ACTIVITY:
Output the entries exactly as they appear. Pictures should not be included.

++++++++

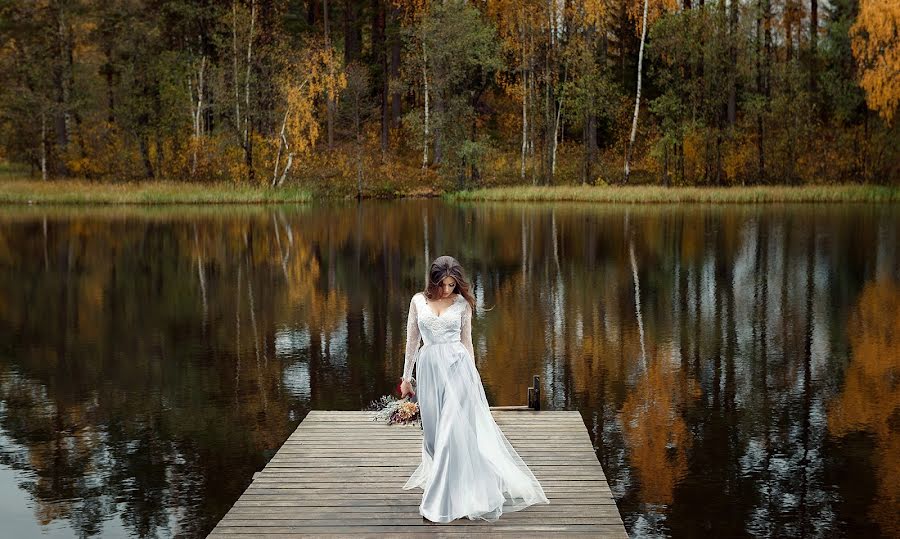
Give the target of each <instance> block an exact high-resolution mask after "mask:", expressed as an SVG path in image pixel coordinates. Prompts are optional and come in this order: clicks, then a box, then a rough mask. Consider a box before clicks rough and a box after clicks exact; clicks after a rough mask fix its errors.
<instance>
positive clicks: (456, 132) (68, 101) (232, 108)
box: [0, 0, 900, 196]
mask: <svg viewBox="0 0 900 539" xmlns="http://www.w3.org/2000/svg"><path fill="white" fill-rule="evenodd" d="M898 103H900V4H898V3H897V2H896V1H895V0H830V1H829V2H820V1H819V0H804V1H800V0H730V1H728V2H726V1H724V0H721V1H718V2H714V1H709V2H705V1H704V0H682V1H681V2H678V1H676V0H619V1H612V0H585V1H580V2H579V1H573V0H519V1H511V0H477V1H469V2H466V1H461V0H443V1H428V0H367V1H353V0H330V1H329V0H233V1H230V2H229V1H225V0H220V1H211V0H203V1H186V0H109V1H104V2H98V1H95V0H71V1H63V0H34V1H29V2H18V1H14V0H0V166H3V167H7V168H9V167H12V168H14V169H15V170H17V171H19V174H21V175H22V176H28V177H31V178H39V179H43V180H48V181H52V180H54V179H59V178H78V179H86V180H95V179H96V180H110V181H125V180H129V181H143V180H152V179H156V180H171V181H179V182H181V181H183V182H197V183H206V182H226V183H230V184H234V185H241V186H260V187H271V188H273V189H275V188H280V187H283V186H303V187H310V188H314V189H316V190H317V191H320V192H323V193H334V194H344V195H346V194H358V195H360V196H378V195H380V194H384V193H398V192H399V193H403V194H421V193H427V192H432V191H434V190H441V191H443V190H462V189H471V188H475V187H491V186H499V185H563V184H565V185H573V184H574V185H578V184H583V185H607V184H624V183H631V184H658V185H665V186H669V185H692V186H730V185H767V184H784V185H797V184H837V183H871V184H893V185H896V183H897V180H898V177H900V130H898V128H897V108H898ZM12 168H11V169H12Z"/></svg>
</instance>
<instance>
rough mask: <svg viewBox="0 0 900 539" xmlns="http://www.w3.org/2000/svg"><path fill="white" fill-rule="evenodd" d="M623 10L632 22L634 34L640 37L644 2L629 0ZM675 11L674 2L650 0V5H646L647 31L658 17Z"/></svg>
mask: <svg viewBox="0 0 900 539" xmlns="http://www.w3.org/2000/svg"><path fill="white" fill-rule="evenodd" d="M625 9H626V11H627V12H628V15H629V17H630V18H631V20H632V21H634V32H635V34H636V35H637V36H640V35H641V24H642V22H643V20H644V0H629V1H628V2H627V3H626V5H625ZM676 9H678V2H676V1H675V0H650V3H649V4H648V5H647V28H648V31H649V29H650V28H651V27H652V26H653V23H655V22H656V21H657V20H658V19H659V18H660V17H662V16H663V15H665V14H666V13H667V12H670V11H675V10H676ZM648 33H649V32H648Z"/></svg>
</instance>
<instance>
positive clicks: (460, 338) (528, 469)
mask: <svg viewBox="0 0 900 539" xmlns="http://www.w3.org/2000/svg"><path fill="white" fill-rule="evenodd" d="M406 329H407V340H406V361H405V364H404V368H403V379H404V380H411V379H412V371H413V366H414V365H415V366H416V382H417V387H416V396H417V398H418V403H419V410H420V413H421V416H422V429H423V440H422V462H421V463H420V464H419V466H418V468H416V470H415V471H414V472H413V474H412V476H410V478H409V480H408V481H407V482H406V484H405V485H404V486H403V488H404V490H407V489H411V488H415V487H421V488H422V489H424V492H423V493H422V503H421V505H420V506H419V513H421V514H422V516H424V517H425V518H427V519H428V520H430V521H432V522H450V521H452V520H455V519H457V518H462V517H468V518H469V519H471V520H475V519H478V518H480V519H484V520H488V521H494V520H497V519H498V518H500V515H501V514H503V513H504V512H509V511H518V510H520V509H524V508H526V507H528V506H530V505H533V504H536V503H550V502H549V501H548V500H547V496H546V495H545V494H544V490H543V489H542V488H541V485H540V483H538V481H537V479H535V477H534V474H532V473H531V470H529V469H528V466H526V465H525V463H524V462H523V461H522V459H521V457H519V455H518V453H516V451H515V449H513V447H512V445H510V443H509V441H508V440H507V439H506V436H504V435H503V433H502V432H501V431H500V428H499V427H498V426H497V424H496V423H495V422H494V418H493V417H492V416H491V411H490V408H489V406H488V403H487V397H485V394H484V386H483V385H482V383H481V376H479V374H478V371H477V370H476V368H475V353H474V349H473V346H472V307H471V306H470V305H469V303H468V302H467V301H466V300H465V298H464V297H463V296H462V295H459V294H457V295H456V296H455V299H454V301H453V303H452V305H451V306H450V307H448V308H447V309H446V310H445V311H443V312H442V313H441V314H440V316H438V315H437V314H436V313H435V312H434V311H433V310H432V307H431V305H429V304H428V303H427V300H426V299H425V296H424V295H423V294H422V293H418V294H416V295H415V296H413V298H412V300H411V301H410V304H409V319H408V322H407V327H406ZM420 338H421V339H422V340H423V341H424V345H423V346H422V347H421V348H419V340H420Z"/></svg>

++++++++

RESPONSE:
Give the target of each <instance> block an exact high-resolution mask after "mask:", expressed as an SVG path in image pixel coordinates. Prompts are optional and come in this order: clicks, then a box, then a rough mask. Consider a box before clicks rough and a box after clicks exact; clicks after a rough mask fix its errors.
<instance>
positive clicks: (456, 132) (68, 101) (232, 108)
box: [0, 0, 900, 196]
mask: <svg viewBox="0 0 900 539" xmlns="http://www.w3.org/2000/svg"><path fill="white" fill-rule="evenodd" d="M898 103H900V4H898V3H897V2H896V1H895V0H830V1H829V2H820V1H819V0H804V1H800V0H730V1H728V2H726V1H724V0H721V1H718V2H714V1H709V2H705V1H704V0H682V1H681V2H678V1H676V0H619V1H612V0H585V1H580V2H579V1H573V0H519V1H511V0H477V1H469V2H466V1H461V0H443V1H428V0H367V1H353V0H330V1H329V0H233V1H230V2H229V1H225V0H220V1H211V0H203V1H186V0H109V1H104V2H98V1H95V0H71V1H63V0H34V1H29V2H18V1H14V0H0V166H3V167H7V168H9V167H12V168H14V169H15V170H17V171H19V174H21V175H22V176H28V177H31V178H39V179H43V180H48V181H52V180H54V179H59V178H78V179H86V180H95V179H96V180H110V181H125V180H129V181H143V180H152V179H156V180H171V181H179V182H181V181H183V182H197V183H206V182H226V183H230V184H234V185H241V186H260V187H271V188H273V189H275V188H280V187H283V186H303V187H310V188H314V189H316V190H317V191H320V192H323V193H334V194H344V195H346V194H358V195H360V196H378V195H380V194H384V193H398V192H399V193H403V194H421V193H427V192H432V191H434V190H441V191H443V190H462V189H471V188H475V187H491V186H499V185H563V184H565V185H573V184H574V185H578V184H583V185H607V184H624V183H631V184H658V185H665V186H669V185H692V186H730V185H767V184H784V185H797V184H837V183H871V184H893V185H896V183H897V180H898V177H900V130H898V128H897V108H898ZM12 168H11V169H12Z"/></svg>
</instance>
<instance>
rough mask: <svg viewBox="0 0 900 539" xmlns="http://www.w3.org/2000/svg"><path fill="white" fill-rule="evenodd" d="M623 10L632 22L634 34L640 37L644 2L629 0ZM675 11L674 2L650 0V5H646L647 31L658 17Z"/></svg>
mask: <svg viewBox="0 0 900 539" xmlns="http://www.w3.org/2000/svg"><path fill="white" fill-rule="evenodd" d="M625 9H626V11H627V12H628V15H629V17H630V18H631V20H632V21H634V32H635V34H636V35H637V36H640V35H641V24H642V22H643V20H644V0H629V1H628V2H627V3H626V5H625ZM676 9H678V2H676V1H675V0H650V3H649V4H648V5H647V28H648V31H649V29H650V28H651V27H652V26H653V23H655V22H656V21H657V20H658V19H659V18H660V17H662V16H663V15H665V14H666V13H667V12H670V11H675V10H676ZM648 33H649V32H648Z"/></svg>
</instance>
<instance>
positive clicks: (460, 338) (528, 469)
mask: <svg viewBox="0 0 900 539" xmlns="http://www.w3.org/2000/svg"><path fill="white" fill-rule="evenodd" d="M406 329H407V340H406V361H405V364H404V368H403V379H404V380H411V379H412V371H413V366H414V365H415V366H416V382H417V387H416V396H417V398H418V403H419V410H420V413H421V416H422V429H423V440H422V462H421V463H420V464H419V466H418V468H416V470H415V471H414V472H413V474H412V476H410V478H409V480H408V481H407V482H406V484H405V485H404V486H403V488H404V490H407V489H411V488H415V487H421V488H422V489H424V492H423V493H422V503H421V505H420V506H419V513H421V514H422V516H424V517H425V518H427V519H428V520H430V521H432V522H450V521H452V520H455V519H457V518H462V517H468V518H469V519H471V520H475V519H478V518H480V519H484V520H488V521H494V520H497V519H498V518H500V515H501V514H503V513H504V512H509V511H518V510H520V509H524V508H526V507H528V506H530V505H533V504H536V503H550V502H549V501H548V500H547V496H546V495H545V494H544V490H543V489H542V488H541V485H540V483H538V481H537V479H535V477H534V474H532V473H531V470H529V469H528V466H526V465H525V463H524V462H523V461H522V459H521V457H519V455H518V453H516V451H515V449H513V447H512V445H510V443H509V441H508V440H507V439H506V436H504V435H503V433H502V432H501V431H500V428H499V427H498V426H497V424H496V423H495V422H494V418H493V417H492V416H491V411H490V408H489V406H488V403H487V397H485V394H484V386H483V385H482V383H481V376H479V374H478V371H477V370H476V368H475V353H474V349H473V346H472V307H471V306H470V305H469V303H468V302H467V301H466V300H465V298H464V297H463V296H462V295H459V294H457V295H456V296H455V299H454V301H453V303H452V305H451V306H450V307H448V308H447V309H446V310H445V311H443V312H442V313H441V314H440V316H438V315H437V314H436V313H435V312H434V311H433V310H432V307H431V305H429V304H428V303H427V300H426V299H425V296H424V295H423V294H422V293H418V294H416V295H415V296H413V298H412V300H411V301H410V304H409V319H408V322H407V327H406ZM420 338H421V339H422V340H423V341H424V345H423V346H422V347H421V348H419V340H420Z"/></svg>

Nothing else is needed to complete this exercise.